Hope for theory recognition

In 1910 after significant developments in the astronomic field Bickerton believed he had another chance to get his Partial impact theory recognised. He went to London the same year, leaving his wife and five sons and two daughters in charge of the Wainoni home. Bickerton hoped he could get support from his most famous student Ernest Rutherford who commented on the theory: “the only satisfactory theory of accounting for the remarkable phenomena observed at the time of the appearance of a new star”. Rutherford wasn't an astronomer though, and he failed to sway opinion. Bickerton wasn't able to provide new evidence to explain his theory, and could only repeat what he previously thought. The theory did achieve some recognition by being included in authoritative writings as a possible explanation in the appearance of novae. Some years later Rutherford showed in experiments that third bodies would be produced by atomic impacts resulting in disintegration of one of the atoms.

Supplied entries:
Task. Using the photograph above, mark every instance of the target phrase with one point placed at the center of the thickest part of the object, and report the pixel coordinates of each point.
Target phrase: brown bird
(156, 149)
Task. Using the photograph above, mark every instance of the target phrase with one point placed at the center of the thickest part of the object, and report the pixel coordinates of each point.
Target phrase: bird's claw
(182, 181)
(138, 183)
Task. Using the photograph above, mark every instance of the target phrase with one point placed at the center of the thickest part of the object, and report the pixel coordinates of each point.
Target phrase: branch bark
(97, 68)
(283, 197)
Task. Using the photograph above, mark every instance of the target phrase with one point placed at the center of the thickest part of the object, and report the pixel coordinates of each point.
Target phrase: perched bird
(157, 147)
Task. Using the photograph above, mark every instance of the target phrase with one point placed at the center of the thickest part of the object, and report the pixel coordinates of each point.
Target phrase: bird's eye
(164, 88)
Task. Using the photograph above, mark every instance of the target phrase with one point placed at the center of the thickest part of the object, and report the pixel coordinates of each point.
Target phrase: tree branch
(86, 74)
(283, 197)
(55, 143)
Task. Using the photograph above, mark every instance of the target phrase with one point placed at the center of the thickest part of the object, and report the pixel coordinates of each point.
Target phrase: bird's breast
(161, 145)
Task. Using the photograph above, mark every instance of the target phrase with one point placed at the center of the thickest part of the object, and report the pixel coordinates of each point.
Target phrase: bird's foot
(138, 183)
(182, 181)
--
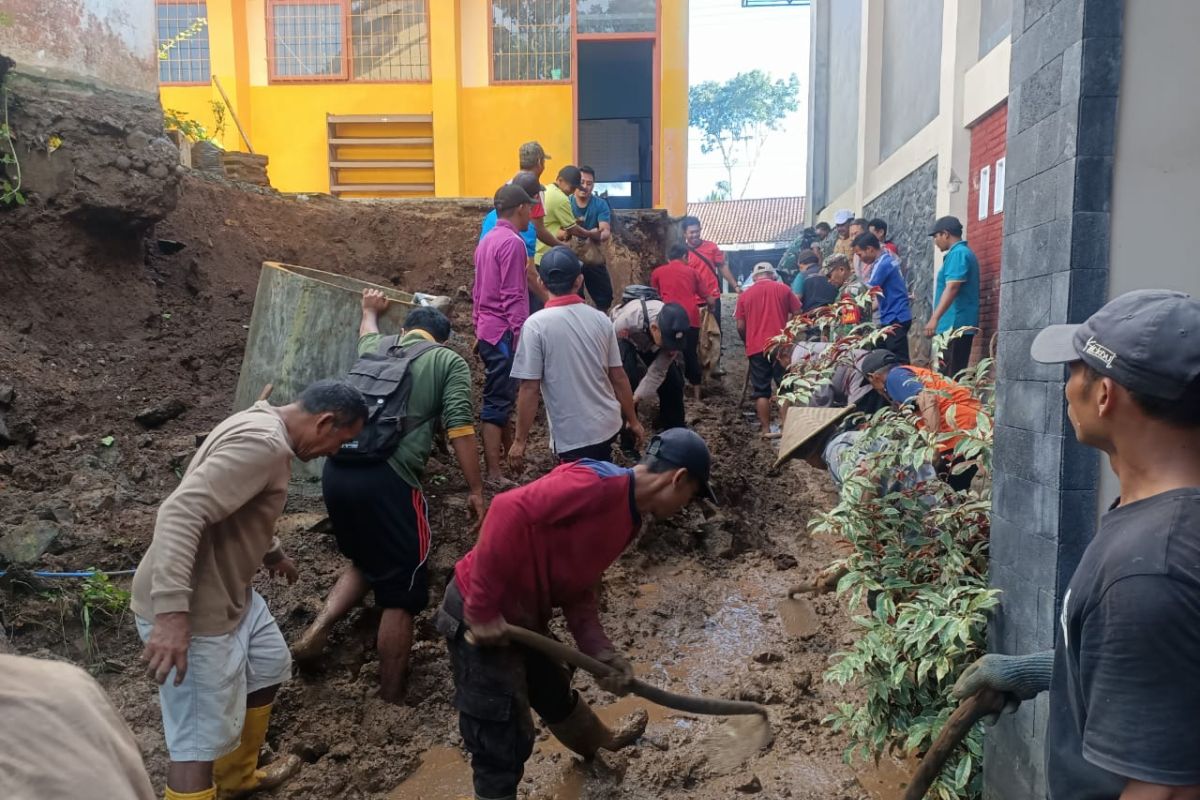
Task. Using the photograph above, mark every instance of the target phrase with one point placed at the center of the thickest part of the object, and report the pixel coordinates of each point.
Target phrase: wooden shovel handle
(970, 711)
--
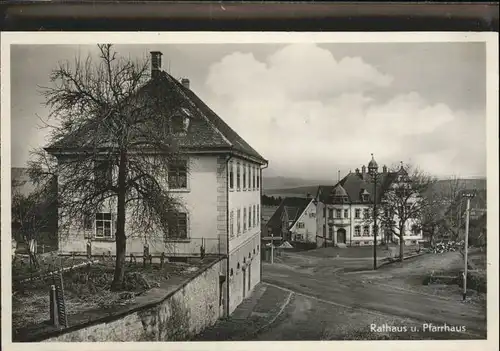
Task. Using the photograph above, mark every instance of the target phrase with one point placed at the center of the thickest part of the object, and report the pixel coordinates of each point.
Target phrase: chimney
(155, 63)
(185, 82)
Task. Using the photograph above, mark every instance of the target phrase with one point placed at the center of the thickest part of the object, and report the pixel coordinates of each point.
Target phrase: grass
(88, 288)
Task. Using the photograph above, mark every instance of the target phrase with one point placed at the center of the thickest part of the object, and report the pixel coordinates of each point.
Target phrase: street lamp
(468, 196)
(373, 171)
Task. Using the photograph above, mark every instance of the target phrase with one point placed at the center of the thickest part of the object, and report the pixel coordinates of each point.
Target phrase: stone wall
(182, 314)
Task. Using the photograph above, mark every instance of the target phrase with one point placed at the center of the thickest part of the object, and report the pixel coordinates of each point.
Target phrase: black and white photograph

Objective: Reproduce the full passage titled "Hope for theory recognition" word for word, from its heading through its final sentence.

Solved problem:
Hope for theory recognition

In 1910 after significant developments in the astronomic field Bickerton believed he had another chance to get his Partial impact theory recognised. He went to London the same year, leaving his wife and five sons and two daughters in charge of the Wainoni home. Bickerton hoped he could get support from his most famous student Ernest Rutherford who commented on the theory: “the only satisfactory theory of accounting for the remarkable phenomena observed at the time of the appearance of a new star”. Rutherford wasn't an astronomer though, and he failed to sway opinion. Bickerton wasn't able to provide new evidence to explain his theory, and could only repeat what he previously thought. The theory did achieve some recognition by being included in authoritative writings as a possible explanation in the appearance of novae. Some years later Rutherford showed in experiments that third bodies would be produced by atomic impacts resulting in disintegration of one of the atoms.